INPUT DATA:
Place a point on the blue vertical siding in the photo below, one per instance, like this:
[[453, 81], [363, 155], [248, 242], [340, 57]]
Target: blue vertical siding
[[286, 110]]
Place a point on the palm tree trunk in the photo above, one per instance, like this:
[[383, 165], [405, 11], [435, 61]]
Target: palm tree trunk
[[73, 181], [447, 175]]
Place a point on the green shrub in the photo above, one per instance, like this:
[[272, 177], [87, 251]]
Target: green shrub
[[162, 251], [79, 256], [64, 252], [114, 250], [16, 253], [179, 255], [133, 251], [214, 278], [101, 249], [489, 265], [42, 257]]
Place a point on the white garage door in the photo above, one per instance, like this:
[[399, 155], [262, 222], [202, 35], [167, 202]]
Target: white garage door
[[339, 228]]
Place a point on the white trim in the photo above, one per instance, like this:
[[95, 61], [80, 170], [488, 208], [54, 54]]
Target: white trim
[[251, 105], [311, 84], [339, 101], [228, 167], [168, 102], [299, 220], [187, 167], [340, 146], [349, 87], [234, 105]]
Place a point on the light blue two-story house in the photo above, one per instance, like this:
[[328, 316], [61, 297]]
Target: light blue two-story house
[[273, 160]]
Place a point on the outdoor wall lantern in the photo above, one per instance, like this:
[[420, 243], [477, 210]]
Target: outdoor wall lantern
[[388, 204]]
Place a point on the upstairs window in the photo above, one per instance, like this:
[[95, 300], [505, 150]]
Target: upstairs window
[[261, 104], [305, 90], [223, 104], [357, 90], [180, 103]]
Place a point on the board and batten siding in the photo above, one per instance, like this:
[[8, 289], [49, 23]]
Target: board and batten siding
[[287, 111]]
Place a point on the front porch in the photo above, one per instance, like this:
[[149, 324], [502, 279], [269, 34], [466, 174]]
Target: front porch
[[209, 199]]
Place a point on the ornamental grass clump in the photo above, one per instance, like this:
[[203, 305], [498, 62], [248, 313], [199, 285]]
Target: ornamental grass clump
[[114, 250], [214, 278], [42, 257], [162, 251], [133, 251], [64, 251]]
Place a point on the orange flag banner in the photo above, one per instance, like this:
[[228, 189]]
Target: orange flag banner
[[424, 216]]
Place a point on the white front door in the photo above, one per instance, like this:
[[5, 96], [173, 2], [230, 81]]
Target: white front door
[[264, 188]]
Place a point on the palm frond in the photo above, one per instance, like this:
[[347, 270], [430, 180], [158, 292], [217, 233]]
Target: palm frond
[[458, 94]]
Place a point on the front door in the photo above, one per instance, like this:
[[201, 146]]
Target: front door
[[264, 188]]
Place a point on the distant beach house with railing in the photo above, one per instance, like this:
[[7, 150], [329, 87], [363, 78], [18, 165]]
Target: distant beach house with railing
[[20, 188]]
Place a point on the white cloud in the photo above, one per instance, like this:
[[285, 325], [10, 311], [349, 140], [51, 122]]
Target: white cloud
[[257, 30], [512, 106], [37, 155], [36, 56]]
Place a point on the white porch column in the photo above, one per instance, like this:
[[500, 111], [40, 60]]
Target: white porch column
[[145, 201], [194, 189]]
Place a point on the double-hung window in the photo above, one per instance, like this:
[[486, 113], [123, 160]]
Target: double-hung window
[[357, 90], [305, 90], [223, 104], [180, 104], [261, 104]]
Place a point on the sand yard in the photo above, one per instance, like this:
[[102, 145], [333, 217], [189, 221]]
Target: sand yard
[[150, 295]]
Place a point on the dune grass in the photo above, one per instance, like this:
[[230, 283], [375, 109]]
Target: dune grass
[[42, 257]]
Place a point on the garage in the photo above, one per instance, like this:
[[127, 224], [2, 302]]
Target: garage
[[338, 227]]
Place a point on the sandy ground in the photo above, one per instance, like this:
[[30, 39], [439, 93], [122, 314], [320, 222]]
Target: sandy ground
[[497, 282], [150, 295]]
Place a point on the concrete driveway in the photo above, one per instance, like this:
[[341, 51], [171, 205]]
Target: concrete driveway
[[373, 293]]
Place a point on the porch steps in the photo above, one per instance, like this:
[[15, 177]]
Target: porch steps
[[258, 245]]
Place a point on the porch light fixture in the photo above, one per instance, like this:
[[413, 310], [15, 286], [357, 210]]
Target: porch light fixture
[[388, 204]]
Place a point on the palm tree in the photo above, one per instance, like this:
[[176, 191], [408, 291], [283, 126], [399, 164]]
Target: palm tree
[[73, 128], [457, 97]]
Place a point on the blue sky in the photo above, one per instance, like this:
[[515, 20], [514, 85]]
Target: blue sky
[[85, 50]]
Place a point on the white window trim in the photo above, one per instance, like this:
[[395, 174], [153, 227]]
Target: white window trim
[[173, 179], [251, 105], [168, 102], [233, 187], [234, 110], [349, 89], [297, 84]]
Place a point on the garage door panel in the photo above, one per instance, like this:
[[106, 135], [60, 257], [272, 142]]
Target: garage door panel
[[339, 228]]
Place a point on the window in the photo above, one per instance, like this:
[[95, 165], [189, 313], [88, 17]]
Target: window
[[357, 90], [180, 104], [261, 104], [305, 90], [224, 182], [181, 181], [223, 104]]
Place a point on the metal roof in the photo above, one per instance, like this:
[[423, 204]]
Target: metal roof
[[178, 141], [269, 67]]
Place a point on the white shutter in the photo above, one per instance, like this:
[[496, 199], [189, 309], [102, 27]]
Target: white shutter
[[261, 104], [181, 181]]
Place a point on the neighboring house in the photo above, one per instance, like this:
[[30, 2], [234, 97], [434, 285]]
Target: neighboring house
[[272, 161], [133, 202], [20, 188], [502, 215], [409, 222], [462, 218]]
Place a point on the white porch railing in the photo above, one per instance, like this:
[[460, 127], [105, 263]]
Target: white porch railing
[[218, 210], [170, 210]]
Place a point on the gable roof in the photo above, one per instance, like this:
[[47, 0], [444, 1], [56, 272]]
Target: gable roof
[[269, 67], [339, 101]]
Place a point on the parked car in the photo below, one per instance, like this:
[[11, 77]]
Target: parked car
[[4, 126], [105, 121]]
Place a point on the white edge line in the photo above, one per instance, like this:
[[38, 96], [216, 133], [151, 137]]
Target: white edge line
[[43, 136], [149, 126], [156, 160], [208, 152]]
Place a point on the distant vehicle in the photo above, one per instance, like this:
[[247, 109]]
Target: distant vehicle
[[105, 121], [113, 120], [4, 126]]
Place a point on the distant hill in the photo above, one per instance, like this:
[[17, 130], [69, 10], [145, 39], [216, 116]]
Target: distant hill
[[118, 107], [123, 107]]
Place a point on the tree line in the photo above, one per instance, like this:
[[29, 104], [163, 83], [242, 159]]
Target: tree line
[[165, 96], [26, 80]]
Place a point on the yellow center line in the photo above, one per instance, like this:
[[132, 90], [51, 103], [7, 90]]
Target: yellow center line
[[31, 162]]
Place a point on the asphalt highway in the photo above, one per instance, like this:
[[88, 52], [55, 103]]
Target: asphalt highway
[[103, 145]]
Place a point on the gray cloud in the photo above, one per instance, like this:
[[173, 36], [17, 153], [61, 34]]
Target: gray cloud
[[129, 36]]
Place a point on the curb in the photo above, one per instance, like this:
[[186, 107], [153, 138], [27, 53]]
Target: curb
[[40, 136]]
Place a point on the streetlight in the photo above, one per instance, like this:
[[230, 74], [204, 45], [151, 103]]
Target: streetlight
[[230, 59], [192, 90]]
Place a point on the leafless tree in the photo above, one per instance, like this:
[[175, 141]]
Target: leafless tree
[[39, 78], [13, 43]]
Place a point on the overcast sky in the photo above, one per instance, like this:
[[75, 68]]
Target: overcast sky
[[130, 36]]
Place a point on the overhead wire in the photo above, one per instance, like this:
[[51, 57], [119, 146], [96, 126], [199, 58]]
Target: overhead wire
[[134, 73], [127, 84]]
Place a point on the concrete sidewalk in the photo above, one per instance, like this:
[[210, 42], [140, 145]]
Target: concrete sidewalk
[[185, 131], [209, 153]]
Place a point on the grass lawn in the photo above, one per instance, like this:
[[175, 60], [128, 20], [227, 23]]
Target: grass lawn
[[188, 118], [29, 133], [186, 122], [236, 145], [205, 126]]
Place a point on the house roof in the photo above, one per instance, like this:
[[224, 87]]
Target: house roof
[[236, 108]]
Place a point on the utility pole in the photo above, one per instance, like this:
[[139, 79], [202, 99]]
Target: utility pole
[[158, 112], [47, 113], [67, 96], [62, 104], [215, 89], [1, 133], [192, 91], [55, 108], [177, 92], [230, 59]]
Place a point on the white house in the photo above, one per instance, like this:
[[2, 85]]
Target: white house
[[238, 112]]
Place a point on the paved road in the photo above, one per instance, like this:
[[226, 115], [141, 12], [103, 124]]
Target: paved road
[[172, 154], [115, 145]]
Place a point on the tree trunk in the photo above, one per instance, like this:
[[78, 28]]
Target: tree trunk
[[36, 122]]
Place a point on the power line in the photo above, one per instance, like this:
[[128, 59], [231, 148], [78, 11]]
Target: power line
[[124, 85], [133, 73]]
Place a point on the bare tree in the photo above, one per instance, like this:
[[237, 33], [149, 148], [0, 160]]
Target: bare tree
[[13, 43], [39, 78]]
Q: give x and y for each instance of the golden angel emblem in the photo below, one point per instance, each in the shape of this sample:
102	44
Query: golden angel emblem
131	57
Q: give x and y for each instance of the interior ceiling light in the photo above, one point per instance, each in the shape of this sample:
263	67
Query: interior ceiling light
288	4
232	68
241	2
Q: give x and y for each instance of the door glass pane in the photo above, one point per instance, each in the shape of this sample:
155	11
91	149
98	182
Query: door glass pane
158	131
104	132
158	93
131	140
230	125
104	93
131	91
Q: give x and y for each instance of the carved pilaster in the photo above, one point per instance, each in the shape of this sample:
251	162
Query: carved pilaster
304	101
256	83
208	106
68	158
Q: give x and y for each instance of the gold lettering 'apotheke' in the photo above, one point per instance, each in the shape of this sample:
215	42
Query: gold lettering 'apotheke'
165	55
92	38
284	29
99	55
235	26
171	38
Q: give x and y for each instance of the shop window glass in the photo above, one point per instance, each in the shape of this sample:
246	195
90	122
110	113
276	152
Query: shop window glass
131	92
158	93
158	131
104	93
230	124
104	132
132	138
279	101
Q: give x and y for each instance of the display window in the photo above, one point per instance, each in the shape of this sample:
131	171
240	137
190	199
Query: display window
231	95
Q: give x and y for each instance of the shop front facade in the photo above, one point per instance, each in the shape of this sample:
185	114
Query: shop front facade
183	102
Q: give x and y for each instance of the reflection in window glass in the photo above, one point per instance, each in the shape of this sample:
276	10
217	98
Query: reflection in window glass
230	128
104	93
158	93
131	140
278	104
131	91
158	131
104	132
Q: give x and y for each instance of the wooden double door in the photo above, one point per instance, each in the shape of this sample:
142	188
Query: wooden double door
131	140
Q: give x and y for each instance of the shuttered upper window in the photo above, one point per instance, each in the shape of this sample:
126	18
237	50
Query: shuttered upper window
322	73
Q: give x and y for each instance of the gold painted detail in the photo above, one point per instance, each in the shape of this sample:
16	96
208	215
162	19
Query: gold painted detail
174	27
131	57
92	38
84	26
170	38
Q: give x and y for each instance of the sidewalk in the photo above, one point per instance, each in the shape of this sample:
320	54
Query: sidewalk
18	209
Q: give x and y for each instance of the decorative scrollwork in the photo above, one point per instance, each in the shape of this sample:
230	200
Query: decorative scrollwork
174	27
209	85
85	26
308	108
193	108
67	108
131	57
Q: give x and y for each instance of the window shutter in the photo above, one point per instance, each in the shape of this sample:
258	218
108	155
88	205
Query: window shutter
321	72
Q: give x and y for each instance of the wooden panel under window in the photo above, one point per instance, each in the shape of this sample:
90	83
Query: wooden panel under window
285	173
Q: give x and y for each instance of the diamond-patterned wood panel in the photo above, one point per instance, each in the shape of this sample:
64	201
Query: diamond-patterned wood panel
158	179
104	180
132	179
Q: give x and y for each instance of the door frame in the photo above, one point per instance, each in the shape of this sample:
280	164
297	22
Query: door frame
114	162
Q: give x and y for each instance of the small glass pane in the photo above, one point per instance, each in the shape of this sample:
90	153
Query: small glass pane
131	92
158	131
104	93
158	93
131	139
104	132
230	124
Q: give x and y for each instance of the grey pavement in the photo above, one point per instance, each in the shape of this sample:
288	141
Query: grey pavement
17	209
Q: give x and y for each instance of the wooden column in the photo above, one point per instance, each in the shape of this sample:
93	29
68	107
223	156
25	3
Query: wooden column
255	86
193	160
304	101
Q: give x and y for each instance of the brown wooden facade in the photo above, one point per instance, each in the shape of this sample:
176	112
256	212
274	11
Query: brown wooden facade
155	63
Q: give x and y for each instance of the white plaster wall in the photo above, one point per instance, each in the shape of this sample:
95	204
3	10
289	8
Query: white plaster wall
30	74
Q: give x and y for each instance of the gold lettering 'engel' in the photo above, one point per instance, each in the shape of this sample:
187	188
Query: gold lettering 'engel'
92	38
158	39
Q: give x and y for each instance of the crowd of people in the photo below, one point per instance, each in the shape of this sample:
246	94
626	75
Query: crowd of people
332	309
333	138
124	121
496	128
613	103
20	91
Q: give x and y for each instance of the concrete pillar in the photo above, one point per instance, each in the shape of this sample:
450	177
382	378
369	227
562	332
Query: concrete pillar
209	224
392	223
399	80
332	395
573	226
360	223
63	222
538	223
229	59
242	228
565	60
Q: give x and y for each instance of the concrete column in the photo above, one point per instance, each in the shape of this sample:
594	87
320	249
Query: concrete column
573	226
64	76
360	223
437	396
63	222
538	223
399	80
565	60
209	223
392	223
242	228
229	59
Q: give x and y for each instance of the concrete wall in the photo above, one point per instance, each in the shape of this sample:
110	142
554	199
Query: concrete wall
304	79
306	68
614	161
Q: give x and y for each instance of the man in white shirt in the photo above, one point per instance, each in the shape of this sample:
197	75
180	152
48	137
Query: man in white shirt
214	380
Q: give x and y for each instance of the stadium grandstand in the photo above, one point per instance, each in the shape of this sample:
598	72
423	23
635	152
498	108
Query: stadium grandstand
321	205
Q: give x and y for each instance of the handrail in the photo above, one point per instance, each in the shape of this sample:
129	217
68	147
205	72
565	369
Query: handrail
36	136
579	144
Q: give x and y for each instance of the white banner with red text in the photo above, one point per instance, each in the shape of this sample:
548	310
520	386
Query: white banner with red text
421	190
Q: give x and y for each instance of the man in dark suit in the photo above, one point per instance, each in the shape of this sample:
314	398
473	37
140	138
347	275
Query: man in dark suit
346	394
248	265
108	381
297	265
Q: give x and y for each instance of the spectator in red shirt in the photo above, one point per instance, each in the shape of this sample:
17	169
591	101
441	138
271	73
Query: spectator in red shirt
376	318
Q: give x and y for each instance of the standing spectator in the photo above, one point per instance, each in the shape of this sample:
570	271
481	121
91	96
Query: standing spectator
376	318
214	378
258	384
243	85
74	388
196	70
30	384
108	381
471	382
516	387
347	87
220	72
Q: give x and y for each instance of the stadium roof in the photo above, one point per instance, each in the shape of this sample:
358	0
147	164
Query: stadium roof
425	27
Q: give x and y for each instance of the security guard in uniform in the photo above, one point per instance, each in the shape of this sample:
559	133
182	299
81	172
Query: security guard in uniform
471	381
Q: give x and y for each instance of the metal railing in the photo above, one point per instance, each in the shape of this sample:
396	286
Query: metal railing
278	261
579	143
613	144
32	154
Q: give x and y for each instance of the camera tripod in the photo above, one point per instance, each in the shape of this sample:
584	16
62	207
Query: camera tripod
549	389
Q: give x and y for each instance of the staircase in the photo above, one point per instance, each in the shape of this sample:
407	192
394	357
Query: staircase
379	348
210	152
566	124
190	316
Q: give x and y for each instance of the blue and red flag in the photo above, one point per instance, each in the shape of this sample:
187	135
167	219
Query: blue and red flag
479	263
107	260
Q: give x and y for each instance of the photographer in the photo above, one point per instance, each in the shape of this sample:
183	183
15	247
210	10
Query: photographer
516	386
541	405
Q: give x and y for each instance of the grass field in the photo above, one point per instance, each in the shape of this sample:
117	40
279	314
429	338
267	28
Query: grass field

INSTRUCTIONS TO FOLLOW:
Rewrite every line in the stretch from the line containing "Place a point on the curb" through the line containing "[[13, 43], [39, 78]]", requests included, multiplying each point coordinate in the answers by 2 and rounding to whole numbers, halves up. Leave the numbers in the requests and their format samples unchanged.

ANSWER TO THIS TASK:
Place a point on the curb in the photo above, one per instance, like this:
[[186, 107], [153, 138], [27, 53]]
Target: curb
[[80, 272]]
Place a point on the streetlight in the photo above, one per instance, like this:
[[230, 74], [204, 45], [151, 103]]
Target: streetlight
[[460, 118], [384, 180]]
Place a point on the leafless tree in the photo above, one per instance, like this:
[[175, 141]]
Target: leafless tree
[[78, 156], [26, 86]]
Place a point on the overcast sky in the photo above, one per instance, like this:
[[75, 68]]
Target: overcast sky
[[260, 72]]
Place a point on the overhead wire in the photo above, one per instance, like this:
[[51, 57], [119, 146], [96, 126], [199, 58]]
Target: overhead wire
[[268, 146], [254, 168]]
Place a point on the concrete sidewalk in the photo above, one per instance, like this:
[[210, 42], [140, 145]]
Target: concrete sidewalk
[[370, 262], [418, 306]]
Place a point on the grass lawn in the photo above, one per instance, like this:
[[175, 60], [128, 20], [227, 23]]
Target: grass lawn
[[376, 236], [58, 266], [372, 244], [472, 290], [410, 252]]
Place a point on the house roof in the photo above, one per instance, like this:
[[224, 87]]
Target: house roof
[[472, 216]]
Place a point on the utility pole in the photo above, one per instance, like this:
[[139, 79], [202, 99]]
Target: utility pole
[[316, 224], [94, 226], [134, 192], [124, 208], [430, 178], [2, 266], [384, 182], [110, 216], [354, 184], [460, 118]]
Place a point on the white house in the photo above, one per instance, like this:
[[2, 85]]
Target: white house
[[476, 224]]
Place a point on the paved road in the photo above, one per instance, like this:
[[226, 115], [141, 12], [103, 124]]
Target: paved road
[[344, 308], [230, 290]]
Place a point on the tree trunk in the photo above, one per instance, like this:
[[78, 28]]
Target: tree trunk
[[72, 244]]
Place a point on the power line in the photo above, one per instance, like this:
[[128, 59], [231, 148], [78, 11]]
Target: power line
[[248, 170], [266, 146]]
Place a point on the bare tree in the photo above, one per instance, like this:
[[237, 33], [149, 148], [0, 160]]
Target: bare tree
[[26, 86], [78, 156]]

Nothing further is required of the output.